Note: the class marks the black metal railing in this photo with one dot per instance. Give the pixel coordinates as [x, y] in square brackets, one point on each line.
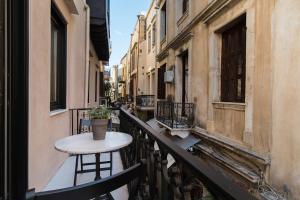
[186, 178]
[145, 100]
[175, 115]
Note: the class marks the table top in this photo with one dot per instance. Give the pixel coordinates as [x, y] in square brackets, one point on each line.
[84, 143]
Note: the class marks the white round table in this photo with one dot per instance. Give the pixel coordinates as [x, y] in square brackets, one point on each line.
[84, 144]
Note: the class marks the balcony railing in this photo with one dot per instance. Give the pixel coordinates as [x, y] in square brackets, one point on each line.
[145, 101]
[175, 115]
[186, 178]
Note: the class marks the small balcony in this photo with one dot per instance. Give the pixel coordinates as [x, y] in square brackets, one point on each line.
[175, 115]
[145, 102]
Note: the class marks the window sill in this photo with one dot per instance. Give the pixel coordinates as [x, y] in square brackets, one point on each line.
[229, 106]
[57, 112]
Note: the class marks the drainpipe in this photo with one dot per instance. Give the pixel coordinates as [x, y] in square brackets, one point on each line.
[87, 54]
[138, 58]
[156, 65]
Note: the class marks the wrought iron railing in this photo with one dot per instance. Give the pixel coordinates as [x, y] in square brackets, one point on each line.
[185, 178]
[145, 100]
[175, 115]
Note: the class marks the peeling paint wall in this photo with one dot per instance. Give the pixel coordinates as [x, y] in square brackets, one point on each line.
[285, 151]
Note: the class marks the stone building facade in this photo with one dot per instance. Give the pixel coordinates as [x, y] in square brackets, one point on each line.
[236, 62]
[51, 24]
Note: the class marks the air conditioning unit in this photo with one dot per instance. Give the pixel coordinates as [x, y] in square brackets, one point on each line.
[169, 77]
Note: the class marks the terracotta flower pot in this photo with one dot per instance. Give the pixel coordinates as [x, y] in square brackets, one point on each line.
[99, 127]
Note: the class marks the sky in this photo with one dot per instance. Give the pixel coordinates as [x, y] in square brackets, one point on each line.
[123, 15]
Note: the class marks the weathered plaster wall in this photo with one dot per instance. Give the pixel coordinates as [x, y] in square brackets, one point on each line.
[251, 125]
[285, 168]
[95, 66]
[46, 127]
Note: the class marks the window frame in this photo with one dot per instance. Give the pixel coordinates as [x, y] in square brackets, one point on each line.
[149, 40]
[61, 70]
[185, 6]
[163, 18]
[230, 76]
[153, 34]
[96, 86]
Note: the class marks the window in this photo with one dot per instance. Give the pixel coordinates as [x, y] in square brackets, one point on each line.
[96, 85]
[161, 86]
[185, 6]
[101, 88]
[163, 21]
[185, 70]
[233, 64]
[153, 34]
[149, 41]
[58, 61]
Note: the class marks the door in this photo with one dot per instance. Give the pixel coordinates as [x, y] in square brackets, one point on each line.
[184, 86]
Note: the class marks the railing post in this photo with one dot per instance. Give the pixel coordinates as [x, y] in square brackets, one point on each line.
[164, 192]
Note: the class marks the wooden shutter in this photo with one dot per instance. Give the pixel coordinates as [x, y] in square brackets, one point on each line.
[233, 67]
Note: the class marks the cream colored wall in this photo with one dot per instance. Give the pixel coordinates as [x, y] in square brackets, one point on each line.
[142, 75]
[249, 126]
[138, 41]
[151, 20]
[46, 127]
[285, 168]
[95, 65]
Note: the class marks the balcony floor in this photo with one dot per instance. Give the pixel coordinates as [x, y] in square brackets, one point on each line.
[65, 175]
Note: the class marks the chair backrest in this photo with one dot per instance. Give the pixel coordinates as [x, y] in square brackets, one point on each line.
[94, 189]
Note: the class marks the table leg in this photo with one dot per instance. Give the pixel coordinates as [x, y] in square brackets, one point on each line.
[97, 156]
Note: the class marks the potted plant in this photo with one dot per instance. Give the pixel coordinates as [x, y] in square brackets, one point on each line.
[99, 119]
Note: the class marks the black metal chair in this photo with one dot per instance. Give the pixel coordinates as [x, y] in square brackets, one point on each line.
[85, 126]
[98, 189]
☆ ☆ ☆
WHAT THE TASK ASKS
Reproduce every one of the records above word for word, omitting the pictures.

FULL OUTPUT
Note: the class marks the black metal railing in this photo with one dot per instance. Give the pixel coordinates as [x, y] in square brackets, one point on each line.
[186, 178]
[145, 100]
[175, 115]
Note: the class marks the table top in this photo with one dot per instance. Give the pixel coordinates as [x, y] in square brackets, one point on each line.
[84, 143]
Note: the class marks the white round table in this photo with one dot per instance. Give the pixel coordinates as [x, y] in square brackets, one point on each line.
[84, 144]
Note: the class marks the balcony railing in this photo with one dot per instance. Give the pixel coordinates as [x, y] in square brackets, one point on each line.
[145, 101]
[175, 115]
[186, 178]
Note: the class marks the small balcony in this photo with one dot per instance. Give the pixel coordinates as [x, y] in square brackets, one point on each line.
[175, 115]
[145, 102]
Note: the class marks the window sill in this photo with one dot per instance. Give the pixel coordinates as [x, y] in square brackets, one point on each line.
[229, 106]
[57, 112]
Note: the class marks the drainpipe in this photo with one dot per instance. Give the pixel coordinates as [x, y] in square brackets, one point on each line.
[87, 54]
[138, 58]
[156, 65]
Note: the class marks the wrought iron railing in this photo with one dot per instance. Give the pixel coordinates as [x, y] in square brackets, one point on each line.
[185, 178]
[145, 100]
[175, 115]
Note: the class marks the peeling paint wall in this photo with one dot per instance. Give the pixel coordinates as [x, y] in square brackets, one point on each line.
[285, 151]
Note: the class marks the stone building facade in this photo with one dot per instance. Give the pixel coordinates as [x, y] in square brackets, one point on each line.
[236, 62]
[51, 24]
Note: the class marks the air conditioning unit in this photo with one dot per instance. Give the pixel coordinates as [x, y] in square brackets, one point on each line.
[169, 77]
Note: the class marks the terracotta flower pot in this photo with one dot per instance. Give the pixel coordinates as [x, y] in square brackets, one point on each line.
[99, 127]
Note: the class marks the sky in this photo with one dot per instance. Give the pixel coordinates as [x, y] in square brackets, one point on each line.
[123, 15]
Note: the class marks the weathered plaster wall in this photo with one dot per instance. Give the pixel coordinates as [x, y] in square brackets, one point on each line.
[251, 125]
[285, 168]
[95, 66]
[46, 127]
Note: the class marks the window frame in this photo with one dot per instance. Give the pixel coordinates as [x, y] in square brackets, one point on each line.
[149, 40]
[61, 70]
[185, 6]
[163, 18]
[230, 76]
[153, 34]
[96, 86]
Note: the class marks the window in this photo with one dot per instance. Give the pixel coordinates as [x, y] in square brackets, one point on each line.
[96, 85]
[161, 86]
[185, 6]
[101, 88]
[163, 21]
[185, 70]
[233, 64]
[153, 34]
[149, 41]
[58, 61]
Note: the class marks the door in this photo with one dot per instance. Give the pixel coordinates as [x, y] in square brackets, one point on each line.
[184, 86]
Note: the class marks the railing post in this photo with one dot per instance. Give the pixel coordinates as [x, y] in square brackets, one point on each line.
[164, 192]
Note: the class marks the wooden shutter in this photo with one dot per instance. Give the pixel coordinates as [x, y] in square brackets, one point on each line.
[233, 67]
Note: the class marks the cream colored wall in this photo with one dot per instance. Give the pixel coordinates as [x, y] in square brackets, one point on each line.
[142, 75]
[249, 126]
[138, 41]
[151, 20]
[46, 127]
[285, 168]
[95, 65]
Note: the class marks the balcony floor in this photo with one dot per instance. Give the pixel coordinates as [x, y] in square brackets, one point on each line.
[65, 175]
Note: the class marks the chair backrest in this photo with one dot per instance. Give the pixel coordinates as [x, y] in square brackets, one point on each line.
[94, 189]
Note: the class marks the table leg in this photo with one dot per instance. Give the pixel coordinates as [x, y] in square brackets, one point on each line.
[97, 156]
Note: the class marks the potted plant in this photo with one dot per instance. Give the pixel coordinates as [x, y] in square brackets, one point on each line.
[99, 119]
Note: the class marks the black metal chair in this photo with one dot per instance. Give the pixel coordinates as [x, y] in square brackets, one point on each line.
[85, 126]
[98, 189]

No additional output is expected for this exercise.